* _Work to complete_
Take the line that contains "Would you mind indicating the roof rack" as the first and the last line of the material as the final one; set down exactly the lines in that span.

+++ Supplied material

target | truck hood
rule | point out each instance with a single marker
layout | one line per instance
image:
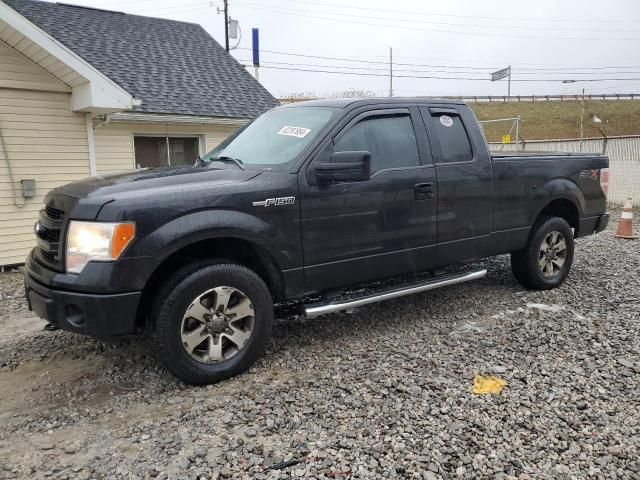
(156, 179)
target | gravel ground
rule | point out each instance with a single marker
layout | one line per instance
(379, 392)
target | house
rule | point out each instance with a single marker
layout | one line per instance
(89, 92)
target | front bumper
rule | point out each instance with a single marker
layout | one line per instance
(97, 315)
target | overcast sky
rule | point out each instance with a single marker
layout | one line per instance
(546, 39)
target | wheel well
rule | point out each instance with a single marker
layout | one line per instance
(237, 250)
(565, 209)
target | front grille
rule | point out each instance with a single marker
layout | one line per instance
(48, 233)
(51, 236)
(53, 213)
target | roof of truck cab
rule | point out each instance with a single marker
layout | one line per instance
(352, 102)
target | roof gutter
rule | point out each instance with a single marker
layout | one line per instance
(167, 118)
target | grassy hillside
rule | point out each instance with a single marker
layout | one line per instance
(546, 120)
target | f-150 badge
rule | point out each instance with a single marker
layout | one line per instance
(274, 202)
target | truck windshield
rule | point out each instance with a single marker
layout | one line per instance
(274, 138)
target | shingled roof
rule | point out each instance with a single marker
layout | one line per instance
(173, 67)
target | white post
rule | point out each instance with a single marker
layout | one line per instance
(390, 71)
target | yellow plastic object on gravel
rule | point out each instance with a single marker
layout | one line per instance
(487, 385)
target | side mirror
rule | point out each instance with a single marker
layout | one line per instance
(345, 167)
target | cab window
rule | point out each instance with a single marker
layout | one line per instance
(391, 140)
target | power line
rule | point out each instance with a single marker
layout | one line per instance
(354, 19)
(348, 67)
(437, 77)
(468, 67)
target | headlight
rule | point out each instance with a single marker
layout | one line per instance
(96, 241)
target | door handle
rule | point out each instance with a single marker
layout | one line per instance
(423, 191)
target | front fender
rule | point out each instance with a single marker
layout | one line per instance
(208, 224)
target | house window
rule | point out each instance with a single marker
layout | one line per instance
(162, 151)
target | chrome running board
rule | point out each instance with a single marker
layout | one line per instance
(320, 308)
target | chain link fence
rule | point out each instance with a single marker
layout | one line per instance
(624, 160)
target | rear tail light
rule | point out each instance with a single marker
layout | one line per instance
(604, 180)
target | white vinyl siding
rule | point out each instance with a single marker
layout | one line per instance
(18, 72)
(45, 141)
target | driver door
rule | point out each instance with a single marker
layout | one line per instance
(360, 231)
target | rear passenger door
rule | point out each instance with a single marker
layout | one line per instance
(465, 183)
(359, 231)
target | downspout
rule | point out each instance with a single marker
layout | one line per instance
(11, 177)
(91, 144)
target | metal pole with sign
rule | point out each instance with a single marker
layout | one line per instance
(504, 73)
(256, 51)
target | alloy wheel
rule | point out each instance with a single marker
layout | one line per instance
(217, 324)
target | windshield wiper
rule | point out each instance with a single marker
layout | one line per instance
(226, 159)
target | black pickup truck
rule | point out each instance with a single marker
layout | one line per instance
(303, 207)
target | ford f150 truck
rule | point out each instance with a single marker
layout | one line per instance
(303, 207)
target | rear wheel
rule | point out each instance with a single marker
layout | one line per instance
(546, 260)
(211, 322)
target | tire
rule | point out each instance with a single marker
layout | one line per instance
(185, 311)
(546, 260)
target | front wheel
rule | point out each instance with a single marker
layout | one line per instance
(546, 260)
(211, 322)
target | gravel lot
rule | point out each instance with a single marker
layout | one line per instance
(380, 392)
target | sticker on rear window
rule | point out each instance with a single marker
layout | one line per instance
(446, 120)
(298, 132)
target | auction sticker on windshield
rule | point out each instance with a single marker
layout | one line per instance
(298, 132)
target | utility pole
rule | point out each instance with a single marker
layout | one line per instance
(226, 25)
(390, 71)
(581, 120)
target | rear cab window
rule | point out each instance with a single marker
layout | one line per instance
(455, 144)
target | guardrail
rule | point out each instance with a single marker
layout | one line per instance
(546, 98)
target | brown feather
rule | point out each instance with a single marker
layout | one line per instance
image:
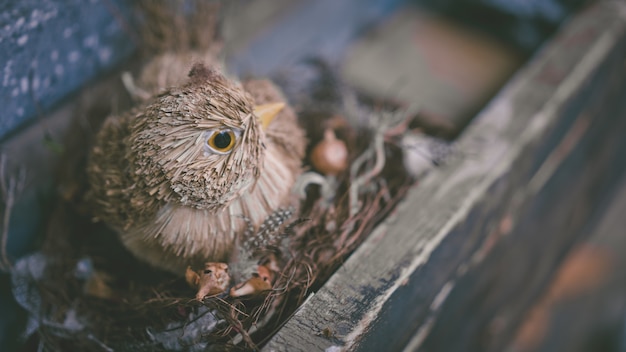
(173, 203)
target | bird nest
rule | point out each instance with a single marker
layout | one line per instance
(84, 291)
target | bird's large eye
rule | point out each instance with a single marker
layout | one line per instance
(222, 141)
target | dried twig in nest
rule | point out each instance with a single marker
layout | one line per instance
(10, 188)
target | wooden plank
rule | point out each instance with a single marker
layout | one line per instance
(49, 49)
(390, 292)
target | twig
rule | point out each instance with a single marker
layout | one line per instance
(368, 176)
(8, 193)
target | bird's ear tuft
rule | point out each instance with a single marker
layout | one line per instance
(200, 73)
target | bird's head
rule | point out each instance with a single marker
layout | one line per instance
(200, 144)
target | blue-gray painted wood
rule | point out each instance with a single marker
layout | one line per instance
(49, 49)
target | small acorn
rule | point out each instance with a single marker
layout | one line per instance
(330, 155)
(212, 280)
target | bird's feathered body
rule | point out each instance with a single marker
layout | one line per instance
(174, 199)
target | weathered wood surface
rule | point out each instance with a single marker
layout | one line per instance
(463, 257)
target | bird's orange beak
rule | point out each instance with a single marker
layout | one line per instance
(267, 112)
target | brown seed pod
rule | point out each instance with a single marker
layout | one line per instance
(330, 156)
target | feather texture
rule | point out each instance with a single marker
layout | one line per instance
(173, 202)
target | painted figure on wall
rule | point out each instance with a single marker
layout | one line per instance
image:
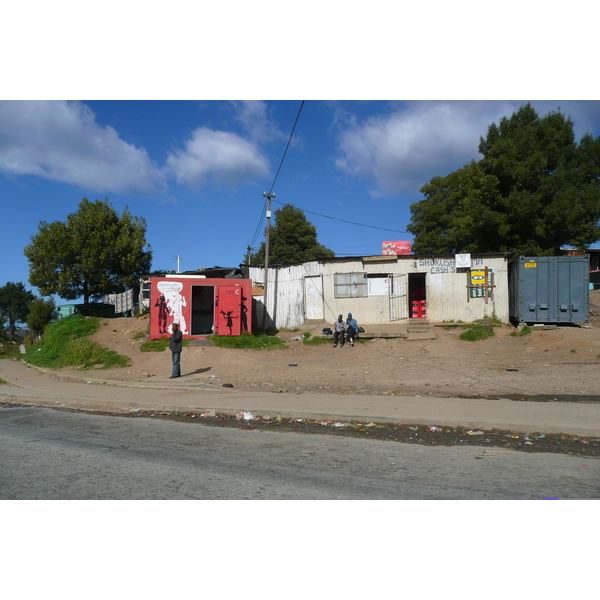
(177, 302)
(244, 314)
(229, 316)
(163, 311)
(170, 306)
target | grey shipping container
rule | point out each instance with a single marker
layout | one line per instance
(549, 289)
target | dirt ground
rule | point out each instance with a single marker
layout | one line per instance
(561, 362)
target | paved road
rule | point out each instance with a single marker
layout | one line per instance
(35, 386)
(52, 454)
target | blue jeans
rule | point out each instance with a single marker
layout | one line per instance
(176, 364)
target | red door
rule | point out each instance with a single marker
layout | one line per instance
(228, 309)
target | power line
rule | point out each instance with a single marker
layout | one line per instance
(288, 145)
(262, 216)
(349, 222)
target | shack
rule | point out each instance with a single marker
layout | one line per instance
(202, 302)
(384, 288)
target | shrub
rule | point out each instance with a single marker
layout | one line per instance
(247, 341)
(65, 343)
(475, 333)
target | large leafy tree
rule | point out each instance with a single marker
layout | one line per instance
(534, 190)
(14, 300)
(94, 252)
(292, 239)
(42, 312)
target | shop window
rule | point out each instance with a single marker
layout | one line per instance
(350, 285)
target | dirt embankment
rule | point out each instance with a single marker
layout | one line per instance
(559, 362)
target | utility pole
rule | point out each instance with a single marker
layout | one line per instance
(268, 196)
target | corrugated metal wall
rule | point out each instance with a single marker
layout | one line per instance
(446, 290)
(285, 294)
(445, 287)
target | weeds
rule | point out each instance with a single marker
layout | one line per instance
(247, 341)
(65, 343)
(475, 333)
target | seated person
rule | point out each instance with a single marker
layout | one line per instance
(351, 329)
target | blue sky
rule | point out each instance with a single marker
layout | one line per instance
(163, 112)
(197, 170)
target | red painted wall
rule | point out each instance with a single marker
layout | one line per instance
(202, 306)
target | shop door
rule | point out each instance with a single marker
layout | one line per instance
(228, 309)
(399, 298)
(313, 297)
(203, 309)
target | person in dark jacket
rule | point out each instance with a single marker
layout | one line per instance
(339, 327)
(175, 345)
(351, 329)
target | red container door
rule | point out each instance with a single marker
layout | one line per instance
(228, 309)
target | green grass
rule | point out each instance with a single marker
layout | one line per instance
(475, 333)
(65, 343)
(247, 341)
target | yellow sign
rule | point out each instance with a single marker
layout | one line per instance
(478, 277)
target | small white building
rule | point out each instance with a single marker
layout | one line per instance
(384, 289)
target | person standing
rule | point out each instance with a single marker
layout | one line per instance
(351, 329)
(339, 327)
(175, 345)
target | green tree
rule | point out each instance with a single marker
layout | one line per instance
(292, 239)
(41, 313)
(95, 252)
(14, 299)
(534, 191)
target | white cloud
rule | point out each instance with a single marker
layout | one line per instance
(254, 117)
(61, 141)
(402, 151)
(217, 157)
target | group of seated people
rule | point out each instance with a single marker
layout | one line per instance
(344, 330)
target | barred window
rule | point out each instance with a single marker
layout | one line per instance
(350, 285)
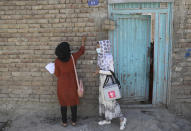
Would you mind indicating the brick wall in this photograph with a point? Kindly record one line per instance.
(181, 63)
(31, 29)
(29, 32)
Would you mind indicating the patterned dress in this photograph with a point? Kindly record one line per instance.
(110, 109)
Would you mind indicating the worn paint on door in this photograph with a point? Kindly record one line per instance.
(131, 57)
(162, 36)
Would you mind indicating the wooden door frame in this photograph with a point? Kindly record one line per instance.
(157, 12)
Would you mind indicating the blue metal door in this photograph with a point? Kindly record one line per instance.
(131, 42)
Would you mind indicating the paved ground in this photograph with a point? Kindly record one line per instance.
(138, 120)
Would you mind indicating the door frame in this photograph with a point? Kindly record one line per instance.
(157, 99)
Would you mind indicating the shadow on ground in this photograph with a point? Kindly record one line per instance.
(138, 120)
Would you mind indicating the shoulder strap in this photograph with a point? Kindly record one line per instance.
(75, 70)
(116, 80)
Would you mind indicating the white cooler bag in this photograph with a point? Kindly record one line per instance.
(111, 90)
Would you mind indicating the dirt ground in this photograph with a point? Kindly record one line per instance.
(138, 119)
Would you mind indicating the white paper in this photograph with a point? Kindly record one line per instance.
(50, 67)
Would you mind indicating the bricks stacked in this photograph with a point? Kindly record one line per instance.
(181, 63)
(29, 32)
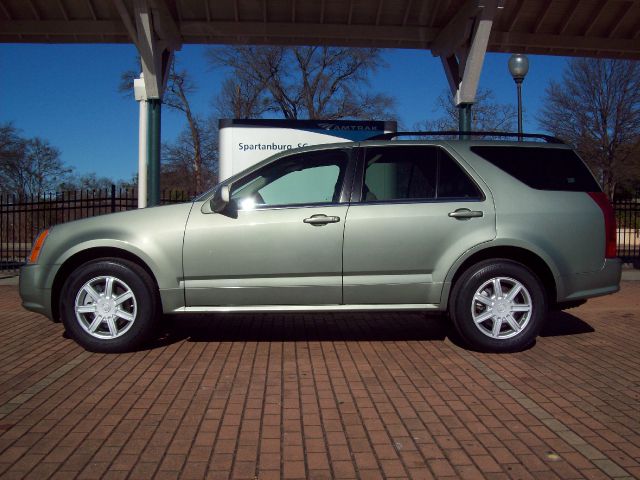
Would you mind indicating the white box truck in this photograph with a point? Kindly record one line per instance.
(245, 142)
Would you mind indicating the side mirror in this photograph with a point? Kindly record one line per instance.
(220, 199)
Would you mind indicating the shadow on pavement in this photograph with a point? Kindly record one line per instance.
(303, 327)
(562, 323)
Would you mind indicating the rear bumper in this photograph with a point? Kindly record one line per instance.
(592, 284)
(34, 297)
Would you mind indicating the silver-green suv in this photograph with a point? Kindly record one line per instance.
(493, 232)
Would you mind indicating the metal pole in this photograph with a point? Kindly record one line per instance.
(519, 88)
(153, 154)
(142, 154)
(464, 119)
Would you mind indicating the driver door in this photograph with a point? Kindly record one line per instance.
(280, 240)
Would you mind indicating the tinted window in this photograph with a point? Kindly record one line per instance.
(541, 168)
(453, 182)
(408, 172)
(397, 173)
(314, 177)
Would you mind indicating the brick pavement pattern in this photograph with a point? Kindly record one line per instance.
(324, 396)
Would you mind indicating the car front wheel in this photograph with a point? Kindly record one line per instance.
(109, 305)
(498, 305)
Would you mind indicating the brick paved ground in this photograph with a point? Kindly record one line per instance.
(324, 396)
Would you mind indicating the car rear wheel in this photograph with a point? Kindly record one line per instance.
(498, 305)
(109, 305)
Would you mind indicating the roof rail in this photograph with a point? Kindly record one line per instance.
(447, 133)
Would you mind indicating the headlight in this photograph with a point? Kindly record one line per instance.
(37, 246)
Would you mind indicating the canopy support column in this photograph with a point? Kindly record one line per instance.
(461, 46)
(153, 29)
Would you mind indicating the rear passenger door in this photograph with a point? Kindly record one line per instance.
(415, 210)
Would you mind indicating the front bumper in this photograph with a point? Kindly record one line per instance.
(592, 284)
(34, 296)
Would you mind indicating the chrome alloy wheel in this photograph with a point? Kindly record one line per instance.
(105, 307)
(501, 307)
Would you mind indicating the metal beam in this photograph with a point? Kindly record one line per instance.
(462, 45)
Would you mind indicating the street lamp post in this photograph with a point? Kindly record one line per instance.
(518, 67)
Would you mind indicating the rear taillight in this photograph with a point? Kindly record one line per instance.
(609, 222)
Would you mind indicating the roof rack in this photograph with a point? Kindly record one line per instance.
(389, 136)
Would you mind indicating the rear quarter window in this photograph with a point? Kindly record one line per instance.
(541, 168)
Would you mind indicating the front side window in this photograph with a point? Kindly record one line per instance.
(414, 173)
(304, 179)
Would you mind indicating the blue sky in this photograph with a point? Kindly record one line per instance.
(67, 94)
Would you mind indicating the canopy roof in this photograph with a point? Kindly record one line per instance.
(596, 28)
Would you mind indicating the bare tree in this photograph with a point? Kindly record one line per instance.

++++++

* _Complete answer_
Would you mind indicating the roof rack in this photograph with a point? Kindly record one line per instance.
(389, 136)
Would you mind indicating the rear quarter window in this photograph with a point? Kindly record one line per instance.
(541, 168)
Would you mind indicating the front side window in this photograph with a point? Kindly record one line per instance.
(414, 173)
(304, 179)
Would you mind indicating the blue sky in this photograph with a point? Kindly record one line per instance.
(67, 94)
Would you mind indicating the canopy roof in this photograph with a point? Kindly record one line per instance.
(596, 28)
Would you mind indicating the bare tree in this photograph with a point? Kindly record one line per instance.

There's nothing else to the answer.